*EXTRACTED ENTRIES*.
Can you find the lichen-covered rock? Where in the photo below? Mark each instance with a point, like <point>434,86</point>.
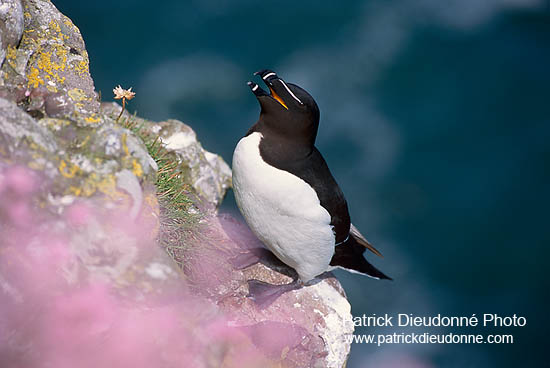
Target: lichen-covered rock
<point>207,172</point>
<point>49,67</point>
<point>11,25</point>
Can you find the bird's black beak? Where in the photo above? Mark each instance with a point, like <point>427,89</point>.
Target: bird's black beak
<point>268,76</point>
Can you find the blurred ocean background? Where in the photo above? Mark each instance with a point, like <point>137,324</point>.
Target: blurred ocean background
<point>435,120</point>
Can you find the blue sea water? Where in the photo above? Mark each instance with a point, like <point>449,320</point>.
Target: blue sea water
<point>435,120</point>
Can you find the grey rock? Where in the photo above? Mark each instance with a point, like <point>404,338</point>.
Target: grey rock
<point>51,56</point>
<point>316,319</point>
<point>20,135</point>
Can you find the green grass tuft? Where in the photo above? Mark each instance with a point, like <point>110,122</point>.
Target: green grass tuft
<point>179,217</point>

*SET EXERCISE*.
Print all of the records above line for line without changing any wording, and leave the picture out.

*REPLY*.
Can you find the lichen-covered rock? Where in the photo below? Mark each instance with a point, like <point>434,86</point>.
Target: lichen-covered rock
<point>207,172</point>
<point>49,67</point>
<point>11,25</point>
Can you find the bird's black beak? Where in the photo above? Mark each instance with a point, like <point>427,89</point>.
Target: bird's black beak
<point>268,76</point>
Can you find the blurred ocean background? Where in the photo above? Mark each instance with a point, like <point>137,324</point>.
Target: blurred ocean background
<point>435,120</point>
Can you find the blue sea water? Where in the photo above? Mark each instance with a point, like <point>449,320</point>.
Target: blue sea water
<point>435,120</point>
Can you find the grey rock? Where in the photo above? Mark each instance with a point, like <point>404,338</point>.
Target: grey rock
<point>51,56</point>
<point>316,319</point>
<point>20,135</point>
Can you find the green grass tuft? Where in the photo above? Mark each instance with a point, like <point>110,122</point>.
Target: green grass tuft
<point>179,217</point>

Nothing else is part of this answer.